[Extracted entries]

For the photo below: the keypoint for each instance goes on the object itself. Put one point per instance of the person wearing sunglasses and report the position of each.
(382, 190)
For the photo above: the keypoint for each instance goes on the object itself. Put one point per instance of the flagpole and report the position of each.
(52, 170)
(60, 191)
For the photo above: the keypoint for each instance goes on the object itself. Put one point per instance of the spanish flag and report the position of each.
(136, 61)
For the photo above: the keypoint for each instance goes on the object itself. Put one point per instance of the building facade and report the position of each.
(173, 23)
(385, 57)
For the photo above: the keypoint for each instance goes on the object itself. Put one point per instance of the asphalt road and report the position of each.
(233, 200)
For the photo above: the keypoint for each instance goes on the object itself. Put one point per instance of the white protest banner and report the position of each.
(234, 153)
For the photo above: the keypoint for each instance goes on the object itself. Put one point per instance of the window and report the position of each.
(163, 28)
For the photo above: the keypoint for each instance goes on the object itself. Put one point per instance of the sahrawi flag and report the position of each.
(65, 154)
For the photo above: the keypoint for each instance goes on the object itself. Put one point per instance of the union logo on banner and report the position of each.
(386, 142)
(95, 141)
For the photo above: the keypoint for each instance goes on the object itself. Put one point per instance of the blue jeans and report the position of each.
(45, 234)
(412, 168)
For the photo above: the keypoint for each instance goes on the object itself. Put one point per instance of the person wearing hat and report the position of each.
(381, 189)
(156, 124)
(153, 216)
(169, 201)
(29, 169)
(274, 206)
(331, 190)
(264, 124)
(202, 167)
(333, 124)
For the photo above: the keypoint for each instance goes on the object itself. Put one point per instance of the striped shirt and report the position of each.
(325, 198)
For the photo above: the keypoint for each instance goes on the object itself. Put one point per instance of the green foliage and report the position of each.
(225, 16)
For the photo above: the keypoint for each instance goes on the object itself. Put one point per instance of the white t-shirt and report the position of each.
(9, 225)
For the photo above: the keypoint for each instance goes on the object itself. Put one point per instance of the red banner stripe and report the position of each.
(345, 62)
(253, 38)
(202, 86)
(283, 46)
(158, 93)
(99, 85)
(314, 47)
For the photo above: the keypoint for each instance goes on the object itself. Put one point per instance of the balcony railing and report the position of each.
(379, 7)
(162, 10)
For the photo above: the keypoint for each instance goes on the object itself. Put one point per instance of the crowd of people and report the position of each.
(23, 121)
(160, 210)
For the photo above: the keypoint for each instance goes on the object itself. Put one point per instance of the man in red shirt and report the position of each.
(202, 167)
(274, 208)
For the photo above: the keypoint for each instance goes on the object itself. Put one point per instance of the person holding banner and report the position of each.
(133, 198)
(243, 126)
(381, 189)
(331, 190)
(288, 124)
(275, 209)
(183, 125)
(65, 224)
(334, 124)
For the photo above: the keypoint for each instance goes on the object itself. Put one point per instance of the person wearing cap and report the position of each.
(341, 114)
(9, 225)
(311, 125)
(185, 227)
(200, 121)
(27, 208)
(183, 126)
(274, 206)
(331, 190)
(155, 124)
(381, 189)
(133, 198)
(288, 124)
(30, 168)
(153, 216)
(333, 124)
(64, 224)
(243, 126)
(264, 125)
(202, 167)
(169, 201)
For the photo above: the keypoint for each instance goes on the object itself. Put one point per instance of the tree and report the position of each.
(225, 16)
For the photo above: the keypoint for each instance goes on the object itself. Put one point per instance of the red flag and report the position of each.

[/Extracted entries]

The problem:
Each line from the one with "tree and report the position of each." through the last line of the records above must be retyped exactly, and no other line may be given.

Result:
For the photo above: the keypoint for each instance goes on the object itself. Put one point per instance of the tree and report the position of each.
(225, 16)
For the photo above: the keypoint for each instance goes on the object itself. Put one point per instance of the red flag and report the position of each.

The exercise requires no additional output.